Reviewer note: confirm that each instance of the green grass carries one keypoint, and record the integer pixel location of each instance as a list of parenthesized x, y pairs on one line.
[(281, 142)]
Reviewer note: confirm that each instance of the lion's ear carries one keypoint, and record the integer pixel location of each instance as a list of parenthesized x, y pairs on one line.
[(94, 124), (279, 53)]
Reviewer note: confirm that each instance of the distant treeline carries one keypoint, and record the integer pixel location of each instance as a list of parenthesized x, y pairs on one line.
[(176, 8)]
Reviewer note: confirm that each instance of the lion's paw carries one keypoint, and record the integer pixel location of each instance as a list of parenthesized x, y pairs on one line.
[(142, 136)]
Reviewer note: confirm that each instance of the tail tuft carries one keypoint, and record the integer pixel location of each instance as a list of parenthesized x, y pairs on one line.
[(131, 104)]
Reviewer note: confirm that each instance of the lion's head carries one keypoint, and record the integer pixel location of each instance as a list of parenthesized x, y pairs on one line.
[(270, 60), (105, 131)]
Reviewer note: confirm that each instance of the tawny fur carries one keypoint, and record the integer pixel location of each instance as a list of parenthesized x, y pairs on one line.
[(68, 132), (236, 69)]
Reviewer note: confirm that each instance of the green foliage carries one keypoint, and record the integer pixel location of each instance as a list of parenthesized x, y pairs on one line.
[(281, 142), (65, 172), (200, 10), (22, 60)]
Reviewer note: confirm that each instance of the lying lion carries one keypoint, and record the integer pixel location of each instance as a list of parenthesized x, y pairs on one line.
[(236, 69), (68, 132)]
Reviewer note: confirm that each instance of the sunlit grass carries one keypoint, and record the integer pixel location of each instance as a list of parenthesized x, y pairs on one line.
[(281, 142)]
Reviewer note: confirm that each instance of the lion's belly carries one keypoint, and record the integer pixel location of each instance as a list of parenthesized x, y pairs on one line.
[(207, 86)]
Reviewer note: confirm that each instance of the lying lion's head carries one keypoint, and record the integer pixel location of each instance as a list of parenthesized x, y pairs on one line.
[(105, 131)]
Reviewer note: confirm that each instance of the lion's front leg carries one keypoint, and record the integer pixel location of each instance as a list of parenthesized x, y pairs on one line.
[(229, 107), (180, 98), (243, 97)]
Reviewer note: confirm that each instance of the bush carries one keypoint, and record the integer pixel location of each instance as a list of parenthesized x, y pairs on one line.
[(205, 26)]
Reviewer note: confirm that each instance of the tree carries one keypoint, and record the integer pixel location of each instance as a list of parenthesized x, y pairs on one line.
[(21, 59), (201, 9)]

.....

SET EXERCISE:
Copy out every one of the records above word for word, without changing anything.

TASK SOLUTION:
Reviewer note: confirm that each instance of the green grass carries one keypoint, and record the integer pixel location of each instance as a list of parenthesized x, y pairs on one line.
[(281, 142)]
Reviewer note: confirm that each instance of the lion's ear carries one keypoint, and record the integer pixel location of each instance as a list of parenthesized x, y pairs on one line.
[(94, 124), (279, 53)]
Reviewer note: confirm that each instance of the distant treeline carries one keypoint, and record the integer pixel location of each instance as a list of parenthesized x, y pairs on one line.
[(176, 8)]
Reviewer note: confirm that each instance of the lion's paw carries one keypoint, and record the integer pixel location of each instance as a list of parenthesized x, y pairs on one line.
[(142, 136)]
Reviewer note: confirm that each instance of the tail tuft carries one keypoint, and record the integer pixel location of each instance as a list of parenthesized x, y pairs on one line.
[(131, 104)]
Reviewer note: confirm that each instance of the lion's head carries one keypoint, and record the integer pixel location of each instance as a list of parenthesized x, y pairs on one line.
[(270, 60), (105, 131)]
Reviewer note: confirm that each instance of the tawny fur carries one keypoint, and record the integer pixel location of each instance as a list of parenthesized x, y pairs on one line.
[(68, 132), (236, 69)]
Reviewer note: confirm that each instance of the green foliage carries one keypoint, and record the integer pixel location of each instance as a list of parenthesized x, y pairs on one line.
[(281, 142), (65, 172), (200, 10), (22, 60)]
Reviewer note: confirm that each instance of the lying lion carries one keypoint, and record the integer pixel location of each instance as a list of parenthesized x, y pairs on one line.
[(236, 69), (68, 132)]
Reviewer note: confirm that each instance of the sunlit grass carries one keypoint, and record the integer pixel location of each instance as a list of parenthesized x, y pairs on one line.
[(281, 142)]
Reviewer note: confirm that each instance of the lion's belly carries one keypoint, and record the integer pixel location of each instance as a list of parenthesized x, y pairs on one line.
[(207, 86)]
Reviewer note: confirm that each instance of the lying lion's head carries one keypoint, and record the integer pixel location of each instance as a list of parenthesized x, y pairs on one line.
[(105, 131)]
Reviewer note: confirm that each instance of the lion's front leg carries one keypoint, and record the integer pixel location of each instance as a list of parenthesized x, y pairs on one line.
[(229, 107), (180, 98), (243, 97)]
Reviewer note: confirm that each instance of the bush carries one keypoint, and record the integer pixel location of each instance as a list of parenthesized x, y pairs on one line.
[(205, 26)]
Reviewer note: confirm that each instance of the tree carries one keypoint, and record the integer pixel location of each instance as a list of parenthesized x, y pairs on one line.
[(21, 59), (201, 9)]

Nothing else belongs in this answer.